* TASK PROMPT
Show every line of the material below that contains the word "green".

:: SUPPLIED INFORMATION ::

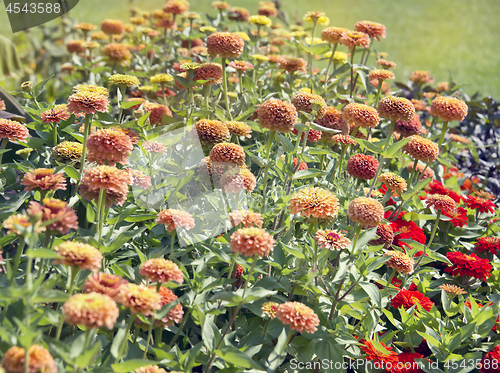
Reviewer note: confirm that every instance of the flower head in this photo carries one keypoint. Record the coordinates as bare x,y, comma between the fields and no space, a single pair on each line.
12,130
353,39
174,219
394,108
373,29
277,115
361,115
421,149
104,283
315,202
481,204
408,298
79,255
246,217
109,145
40,360
44,179
400,261
139,299
362,166
298,316
93,310
161,270
333,240
332,35
252,241
270,309
225,44
366,211
468,265
449,108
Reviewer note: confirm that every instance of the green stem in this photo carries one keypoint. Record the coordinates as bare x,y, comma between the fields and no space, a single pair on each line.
272,134
224,82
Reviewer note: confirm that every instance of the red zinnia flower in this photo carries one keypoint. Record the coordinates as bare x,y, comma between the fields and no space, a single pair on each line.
408,298
468,265
458,217
407,364
436,187
481,204
490,361
379,357
488,244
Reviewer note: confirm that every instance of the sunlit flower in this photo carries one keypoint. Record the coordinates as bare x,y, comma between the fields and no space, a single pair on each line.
421,149
408,298
270,309
12,130
252,241
315,202
40,360
44,179
362,166
92,310
139,299
277,115
225,44
449,108
174,219
361,115
468,265
480,204
331,239
246,217
103,283
79,254
298,316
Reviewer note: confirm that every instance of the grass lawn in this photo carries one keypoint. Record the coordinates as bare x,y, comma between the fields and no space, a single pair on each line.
457,37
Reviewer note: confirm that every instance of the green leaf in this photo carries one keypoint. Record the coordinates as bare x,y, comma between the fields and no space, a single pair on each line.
236,357
131,365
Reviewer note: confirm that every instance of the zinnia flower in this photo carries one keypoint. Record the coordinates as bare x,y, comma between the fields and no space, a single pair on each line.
366,211
246,217
139,299
92,310
174,219
408,298
225,44
109,145
44,179
298,316
361,115
482,205
40,360
13,131
400,261
421,149
449,108
331,239
468,265
64,218
252,241
161,270
315,202
387,358
270,309
104,283
277,115
80,255
362,166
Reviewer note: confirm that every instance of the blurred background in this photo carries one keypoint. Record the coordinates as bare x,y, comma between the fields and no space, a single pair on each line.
453,39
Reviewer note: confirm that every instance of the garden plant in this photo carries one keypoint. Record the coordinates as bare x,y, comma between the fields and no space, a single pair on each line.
244,192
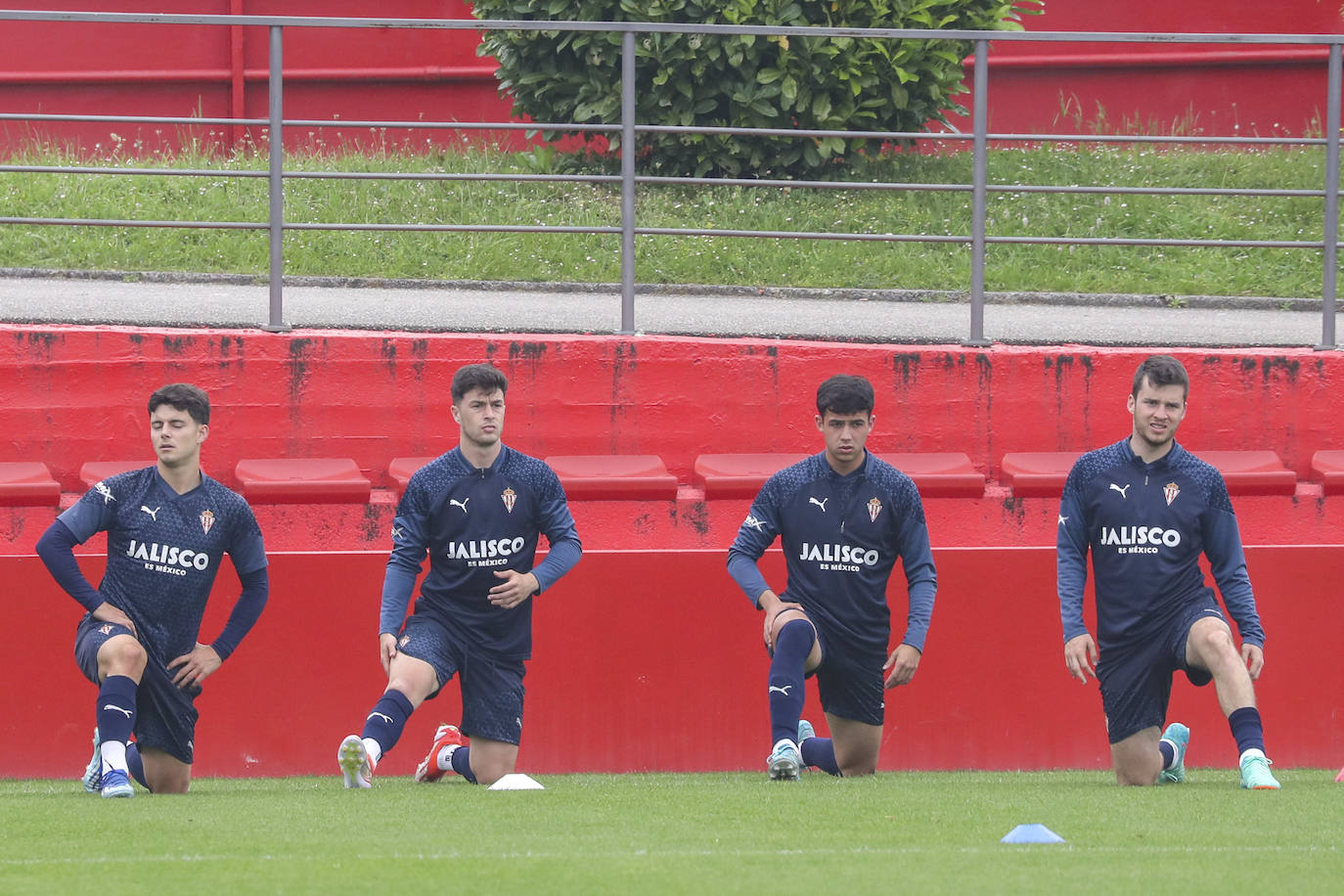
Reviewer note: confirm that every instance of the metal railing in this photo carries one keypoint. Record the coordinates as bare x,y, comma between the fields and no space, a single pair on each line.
628,129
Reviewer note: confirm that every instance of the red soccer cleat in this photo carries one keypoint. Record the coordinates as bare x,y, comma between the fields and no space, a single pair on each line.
427,771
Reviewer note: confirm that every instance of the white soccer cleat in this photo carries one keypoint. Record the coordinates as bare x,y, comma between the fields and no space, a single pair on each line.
355,763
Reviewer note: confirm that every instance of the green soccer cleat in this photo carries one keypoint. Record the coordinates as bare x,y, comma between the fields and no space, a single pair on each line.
355,763
785,762
1178,735
1256,774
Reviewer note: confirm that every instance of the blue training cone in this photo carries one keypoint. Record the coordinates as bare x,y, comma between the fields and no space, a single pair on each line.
1031,834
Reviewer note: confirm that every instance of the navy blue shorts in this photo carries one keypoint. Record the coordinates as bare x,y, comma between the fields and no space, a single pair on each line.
165,716
492,688
1136,683
850,683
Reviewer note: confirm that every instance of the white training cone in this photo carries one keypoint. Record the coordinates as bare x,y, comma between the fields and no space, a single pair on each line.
516,781
1031,834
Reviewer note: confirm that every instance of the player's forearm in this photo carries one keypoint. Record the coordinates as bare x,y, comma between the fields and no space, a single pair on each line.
560,559
920,612
398,585
747,575
245,614
56,547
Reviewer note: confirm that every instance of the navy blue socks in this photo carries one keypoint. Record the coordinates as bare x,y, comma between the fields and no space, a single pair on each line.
820,752
387,719
1247,730
115,715
791,647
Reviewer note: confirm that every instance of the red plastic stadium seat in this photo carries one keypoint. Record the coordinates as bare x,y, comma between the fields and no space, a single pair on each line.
614,477
308,479
402,469
739,475
96,471
940,474
1038,473
27,484
1329,467
1251,471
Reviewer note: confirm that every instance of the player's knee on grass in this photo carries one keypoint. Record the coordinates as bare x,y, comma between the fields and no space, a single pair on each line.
1213,644
491,760
121,655
1138,759
165,774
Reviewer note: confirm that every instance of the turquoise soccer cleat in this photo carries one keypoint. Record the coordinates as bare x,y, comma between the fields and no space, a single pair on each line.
355,763
785,762
1179,735
1256,774
115,784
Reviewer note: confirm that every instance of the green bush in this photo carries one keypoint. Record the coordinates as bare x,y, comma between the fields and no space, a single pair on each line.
742,81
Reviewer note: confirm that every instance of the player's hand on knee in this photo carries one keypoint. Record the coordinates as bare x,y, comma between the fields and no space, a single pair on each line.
1254,659
387,650
190,669
1081,657
108,612
514,589
902,665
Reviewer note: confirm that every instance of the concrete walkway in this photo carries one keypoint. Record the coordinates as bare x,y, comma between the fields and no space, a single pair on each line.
870,316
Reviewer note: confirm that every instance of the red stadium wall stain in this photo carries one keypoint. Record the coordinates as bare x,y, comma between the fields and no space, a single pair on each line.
609,690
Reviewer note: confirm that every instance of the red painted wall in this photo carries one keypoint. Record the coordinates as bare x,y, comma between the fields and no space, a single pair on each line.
409,75
614,688
68,395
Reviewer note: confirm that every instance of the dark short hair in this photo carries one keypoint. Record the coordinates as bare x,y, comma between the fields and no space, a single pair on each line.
844,394
477,377
1161,370
183,396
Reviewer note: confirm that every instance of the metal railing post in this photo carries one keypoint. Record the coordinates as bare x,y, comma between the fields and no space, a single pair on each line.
628,183
1332,201
978,177
276,216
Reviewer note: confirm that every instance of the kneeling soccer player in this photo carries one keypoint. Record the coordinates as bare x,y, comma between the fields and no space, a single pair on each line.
1146,508
477,512
168,528
844,517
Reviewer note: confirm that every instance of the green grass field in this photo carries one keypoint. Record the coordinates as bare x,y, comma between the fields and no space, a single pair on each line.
721,833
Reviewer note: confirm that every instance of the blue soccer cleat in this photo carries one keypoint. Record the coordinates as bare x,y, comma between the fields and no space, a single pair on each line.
785,762
115,784
1256,774
93,774
1179,737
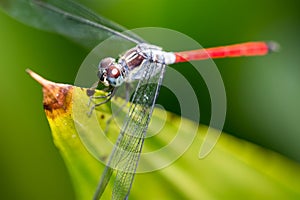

:::

* SOLVED EXERCISE
Reviewer note: confirm that every instance of the green stem in this photo carries one keypoint. Record the coordinates as bare x,y, comma between the fields and no space, a single pair on each line.
Reviewer note: confirm that every instance of the green leaf in this photo carries one keypoint. Record the coordinates as bare x,y, comma between the fields and no space, a single pair on each line.
Reviewer note: confirm that every instance of the green soccer cleat in this photo carries one keypoint. Record the coordinates as bare x,y, comma between the fields and no space, a single pair on each line.
Reviewer note: confirm that every instance of the green bush in this photo carries one keypoint. Record the coordinates as bare x,y, comma between the fields and no space, a single pair on each line.
Reviewer note: confirm that every instance of the green grass field in this photo carries one keypoint. Record the coordinates as bare x,y, comma between the fields and no space, a single pair on each line.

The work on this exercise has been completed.